> **指示と条件**: 下の資料で「helmet」という語が入っている行を数えて、その数だけを答えてください。

> **今回の資料**:
>>
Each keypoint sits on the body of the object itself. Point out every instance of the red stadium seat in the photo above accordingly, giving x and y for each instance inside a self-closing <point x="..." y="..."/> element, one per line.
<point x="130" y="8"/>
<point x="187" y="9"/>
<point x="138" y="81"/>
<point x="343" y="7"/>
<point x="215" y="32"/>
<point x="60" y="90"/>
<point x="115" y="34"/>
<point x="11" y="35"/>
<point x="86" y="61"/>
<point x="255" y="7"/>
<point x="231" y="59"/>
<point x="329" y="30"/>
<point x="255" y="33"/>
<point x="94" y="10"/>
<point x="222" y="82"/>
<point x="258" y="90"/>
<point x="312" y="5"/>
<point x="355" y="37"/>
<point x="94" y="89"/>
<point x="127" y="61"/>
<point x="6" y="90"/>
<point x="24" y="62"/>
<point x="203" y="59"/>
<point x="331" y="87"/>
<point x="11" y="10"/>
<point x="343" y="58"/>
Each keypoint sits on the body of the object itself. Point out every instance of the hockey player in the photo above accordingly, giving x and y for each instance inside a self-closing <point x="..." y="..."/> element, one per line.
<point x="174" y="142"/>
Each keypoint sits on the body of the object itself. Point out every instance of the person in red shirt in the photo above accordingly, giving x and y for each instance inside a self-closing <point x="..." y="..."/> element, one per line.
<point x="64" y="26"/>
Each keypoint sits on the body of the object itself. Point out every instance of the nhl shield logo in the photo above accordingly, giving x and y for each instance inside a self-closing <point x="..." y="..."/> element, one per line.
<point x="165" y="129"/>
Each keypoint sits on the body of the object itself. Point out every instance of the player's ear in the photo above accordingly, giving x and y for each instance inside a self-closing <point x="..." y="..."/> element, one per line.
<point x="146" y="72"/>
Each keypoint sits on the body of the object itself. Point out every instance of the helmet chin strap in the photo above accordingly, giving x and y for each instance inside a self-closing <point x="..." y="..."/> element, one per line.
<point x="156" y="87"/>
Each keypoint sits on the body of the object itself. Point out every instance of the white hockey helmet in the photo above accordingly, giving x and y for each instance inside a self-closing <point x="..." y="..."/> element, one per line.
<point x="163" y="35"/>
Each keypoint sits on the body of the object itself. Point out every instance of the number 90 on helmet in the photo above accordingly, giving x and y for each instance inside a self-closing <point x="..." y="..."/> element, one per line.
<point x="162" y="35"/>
<<
>>
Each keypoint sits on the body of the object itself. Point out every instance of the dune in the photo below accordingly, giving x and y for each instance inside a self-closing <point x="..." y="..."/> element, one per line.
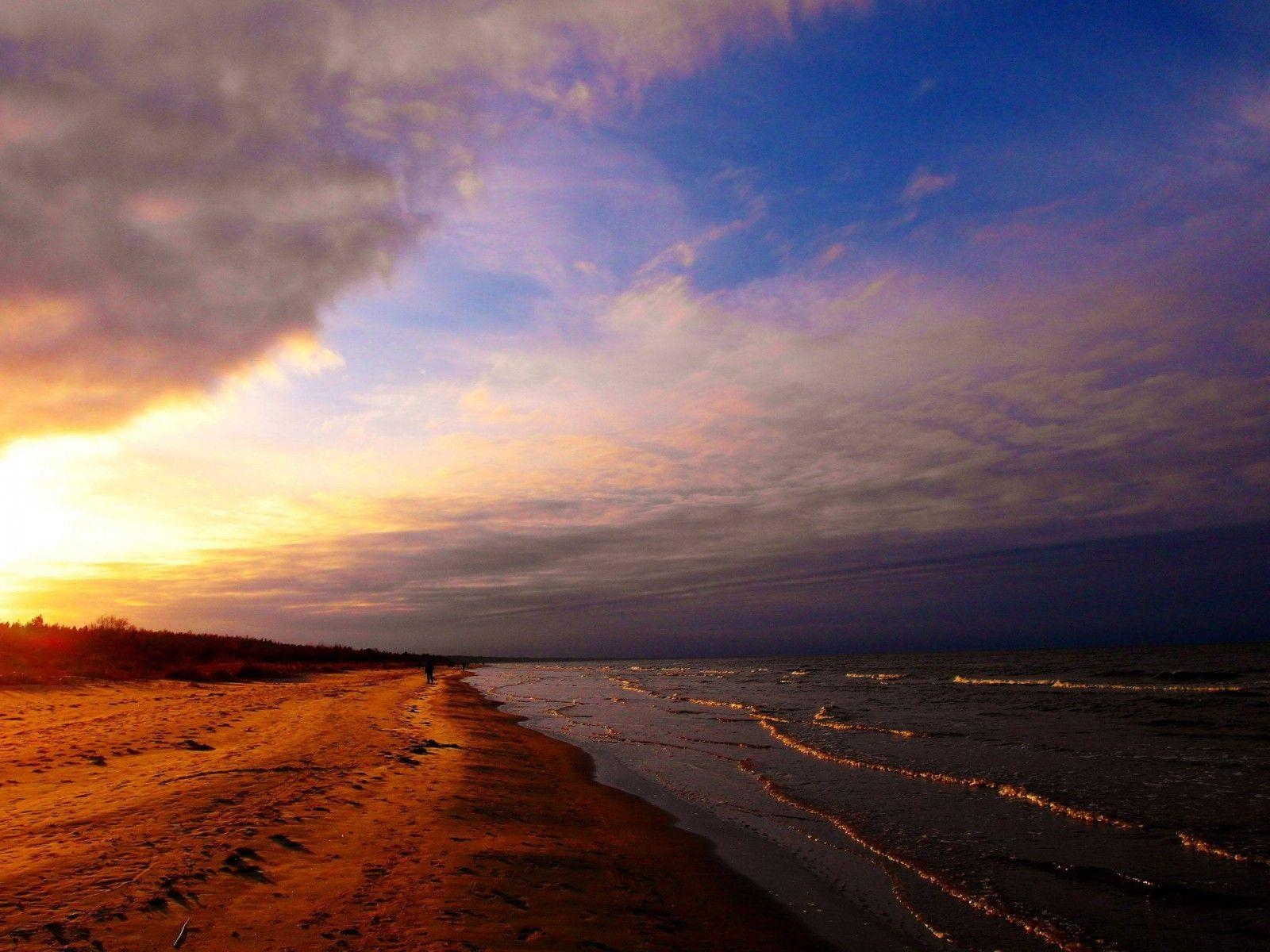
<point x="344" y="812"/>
<<
> **想定される答え**: 3